» **Esercizio**
Per favore, elenca tutti gli edifici storici di Antiochia che l'articolo sul terremoto in Turchia e Siria indica come danneggiati.

» **Documento originale**
□ □ □ □ □

15 Apr 23

Turchia e Siria, la storia sbriciolata…

I danni sono ingenti e ancora difficili da quantificare, soprattutto in Siria. A due mesi dal terremoto di magnitudo 7.8 che ha causato una nuova grave crisi umanitaria al confine tra Siria e Turchia, provocando più di 50mila vittime accertate in Turchia e 7mila in Siria, e un elevato numero di dispersi e feriti, le dimensioni dell’emergenza non sono ancora del tutto chiare, specie in relazione ai rilevanti danni al patrimonio culturale.


Turchia

Il sisma ha gravemente danneggiato alcune delle testimonianze più antiche della storia urbana della regione. Tra di esse la cittadella di Gaziantep, fortezza di origine ittita svettante sull’altopiano che domina la città dell’Anatolia sud-orientale, dove sono crollati parte delle mura e alcuni bastioni, oltre all’adiacente moschea Sirvani. Ad Antiochia sono stati riportati danni a numerosi edifici storici, tra i quali la moschea ottomana di Habib-i Neccar, la sinagoga, la chiesa greco-ortodossa e il museo archeologico. A Iskenderun il sisma ha danneggiato la chiesa dell’Annunciazione, mentre a Diyarbakır ha provocato il crollo delle mura basaltiche della cittadella fondata sulla riva occidentale del Tigri e di quelle della chiesa di San Giorgio.

Siria

Numerosi siti sono censiti come Patrimonio dell’umanità e dal 2013 inseriti nella lista dei beni in pericolo. L’entità dei danni alle strutture storiche non è stata ancora definita, anche se la valutazione complessiva appare particolarmente preoccupante in quanto il sisma è stato registrato anche a sud, fino ad Hama sull’Oronte e alla fortezza di Saladino nella provincia di Latakia.

□ □ □ □ □

» **Dati**
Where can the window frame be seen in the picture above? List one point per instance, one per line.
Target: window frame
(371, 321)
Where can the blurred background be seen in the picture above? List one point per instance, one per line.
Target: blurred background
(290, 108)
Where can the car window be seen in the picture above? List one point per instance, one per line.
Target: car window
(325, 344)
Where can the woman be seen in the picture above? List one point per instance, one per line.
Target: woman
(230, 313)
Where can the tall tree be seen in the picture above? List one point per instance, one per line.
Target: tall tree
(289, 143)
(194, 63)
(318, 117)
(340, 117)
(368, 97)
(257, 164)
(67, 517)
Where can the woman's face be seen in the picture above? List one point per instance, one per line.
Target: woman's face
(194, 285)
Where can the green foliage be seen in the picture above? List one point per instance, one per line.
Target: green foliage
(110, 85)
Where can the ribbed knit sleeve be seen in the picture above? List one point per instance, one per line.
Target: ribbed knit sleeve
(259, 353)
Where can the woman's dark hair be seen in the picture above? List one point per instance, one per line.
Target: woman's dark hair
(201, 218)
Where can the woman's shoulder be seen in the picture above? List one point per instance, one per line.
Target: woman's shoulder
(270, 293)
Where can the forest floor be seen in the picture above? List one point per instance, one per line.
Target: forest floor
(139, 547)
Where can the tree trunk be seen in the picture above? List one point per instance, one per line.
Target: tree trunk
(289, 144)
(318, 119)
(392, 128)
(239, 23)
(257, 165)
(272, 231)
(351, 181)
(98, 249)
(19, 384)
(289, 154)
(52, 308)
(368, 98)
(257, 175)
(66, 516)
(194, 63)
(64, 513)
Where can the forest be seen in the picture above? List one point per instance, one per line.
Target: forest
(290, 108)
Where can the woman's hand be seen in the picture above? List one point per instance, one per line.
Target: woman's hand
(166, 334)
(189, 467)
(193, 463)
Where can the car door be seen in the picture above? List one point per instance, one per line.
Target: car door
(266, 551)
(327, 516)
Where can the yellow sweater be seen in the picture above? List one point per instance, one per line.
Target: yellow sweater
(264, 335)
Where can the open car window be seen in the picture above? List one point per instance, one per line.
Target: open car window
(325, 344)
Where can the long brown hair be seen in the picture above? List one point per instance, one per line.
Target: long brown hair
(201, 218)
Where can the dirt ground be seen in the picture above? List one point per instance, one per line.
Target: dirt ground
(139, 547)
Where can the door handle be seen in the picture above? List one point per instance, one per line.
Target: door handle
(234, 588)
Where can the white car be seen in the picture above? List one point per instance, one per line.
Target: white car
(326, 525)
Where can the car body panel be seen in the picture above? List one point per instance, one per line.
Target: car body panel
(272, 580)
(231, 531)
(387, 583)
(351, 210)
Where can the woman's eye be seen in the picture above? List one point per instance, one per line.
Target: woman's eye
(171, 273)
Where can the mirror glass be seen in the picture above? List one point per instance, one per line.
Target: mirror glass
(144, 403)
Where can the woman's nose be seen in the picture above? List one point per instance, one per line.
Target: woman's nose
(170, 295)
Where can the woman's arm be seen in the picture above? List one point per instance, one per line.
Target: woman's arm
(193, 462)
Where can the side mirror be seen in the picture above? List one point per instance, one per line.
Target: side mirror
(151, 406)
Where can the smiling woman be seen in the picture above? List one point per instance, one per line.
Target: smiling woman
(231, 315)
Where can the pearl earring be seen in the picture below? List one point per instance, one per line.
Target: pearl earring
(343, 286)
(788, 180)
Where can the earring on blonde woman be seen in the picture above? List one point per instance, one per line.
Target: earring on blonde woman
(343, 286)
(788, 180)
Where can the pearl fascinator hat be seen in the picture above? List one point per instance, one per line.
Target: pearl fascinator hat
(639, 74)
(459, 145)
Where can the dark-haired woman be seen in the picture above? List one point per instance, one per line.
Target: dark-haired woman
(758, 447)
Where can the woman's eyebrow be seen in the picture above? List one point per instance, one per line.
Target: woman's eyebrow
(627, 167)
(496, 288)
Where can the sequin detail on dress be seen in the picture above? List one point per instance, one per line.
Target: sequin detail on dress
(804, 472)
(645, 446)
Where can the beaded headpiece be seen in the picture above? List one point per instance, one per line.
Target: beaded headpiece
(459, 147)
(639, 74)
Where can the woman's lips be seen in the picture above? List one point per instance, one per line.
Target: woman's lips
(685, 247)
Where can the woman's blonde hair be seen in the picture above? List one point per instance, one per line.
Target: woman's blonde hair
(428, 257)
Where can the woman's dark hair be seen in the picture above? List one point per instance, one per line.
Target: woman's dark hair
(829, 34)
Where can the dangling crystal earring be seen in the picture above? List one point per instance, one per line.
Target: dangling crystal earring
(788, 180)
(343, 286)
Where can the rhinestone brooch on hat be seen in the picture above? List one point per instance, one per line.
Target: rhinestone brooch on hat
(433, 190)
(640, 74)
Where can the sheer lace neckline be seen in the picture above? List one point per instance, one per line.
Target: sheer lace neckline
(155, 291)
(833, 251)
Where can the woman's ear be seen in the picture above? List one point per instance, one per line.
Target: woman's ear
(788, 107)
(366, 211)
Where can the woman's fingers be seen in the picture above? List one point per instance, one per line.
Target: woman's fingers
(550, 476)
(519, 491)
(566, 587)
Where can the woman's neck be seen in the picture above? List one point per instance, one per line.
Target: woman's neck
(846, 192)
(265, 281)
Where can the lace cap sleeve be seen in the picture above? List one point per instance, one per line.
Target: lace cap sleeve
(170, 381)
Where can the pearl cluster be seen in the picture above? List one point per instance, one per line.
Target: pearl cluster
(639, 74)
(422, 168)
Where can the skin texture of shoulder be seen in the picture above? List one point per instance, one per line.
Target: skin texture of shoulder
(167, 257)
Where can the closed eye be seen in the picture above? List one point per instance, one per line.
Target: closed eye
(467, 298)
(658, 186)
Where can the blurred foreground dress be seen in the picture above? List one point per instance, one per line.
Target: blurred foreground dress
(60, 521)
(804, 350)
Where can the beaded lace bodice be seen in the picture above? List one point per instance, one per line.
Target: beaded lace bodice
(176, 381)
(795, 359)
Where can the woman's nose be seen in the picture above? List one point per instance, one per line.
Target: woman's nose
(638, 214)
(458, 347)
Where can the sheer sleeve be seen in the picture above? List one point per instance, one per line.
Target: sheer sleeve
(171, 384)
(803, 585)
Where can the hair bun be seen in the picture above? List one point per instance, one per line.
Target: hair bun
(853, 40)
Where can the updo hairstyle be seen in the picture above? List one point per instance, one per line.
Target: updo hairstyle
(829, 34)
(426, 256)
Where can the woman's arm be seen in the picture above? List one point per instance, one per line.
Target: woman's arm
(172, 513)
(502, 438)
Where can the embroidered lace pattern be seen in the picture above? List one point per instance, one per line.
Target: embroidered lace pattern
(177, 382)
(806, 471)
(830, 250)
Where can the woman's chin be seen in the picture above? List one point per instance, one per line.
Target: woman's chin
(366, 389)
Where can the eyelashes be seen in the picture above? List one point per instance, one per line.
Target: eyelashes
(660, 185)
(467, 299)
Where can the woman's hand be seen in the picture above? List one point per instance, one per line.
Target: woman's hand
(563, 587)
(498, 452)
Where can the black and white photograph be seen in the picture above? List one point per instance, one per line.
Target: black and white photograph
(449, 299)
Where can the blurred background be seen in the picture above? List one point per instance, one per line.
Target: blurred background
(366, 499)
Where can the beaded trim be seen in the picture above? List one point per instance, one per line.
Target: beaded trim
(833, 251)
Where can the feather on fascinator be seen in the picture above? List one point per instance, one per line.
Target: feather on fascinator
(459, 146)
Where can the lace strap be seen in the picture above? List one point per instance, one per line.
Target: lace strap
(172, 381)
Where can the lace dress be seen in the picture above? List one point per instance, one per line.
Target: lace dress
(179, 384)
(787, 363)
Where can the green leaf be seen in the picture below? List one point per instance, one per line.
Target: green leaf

□ □ □ □ □

» **Soluzione**
- la moschea ottomana di Habib-i Neccar
- la sinagoga
- la chiesa greco-ortodossa
- il museo archeologico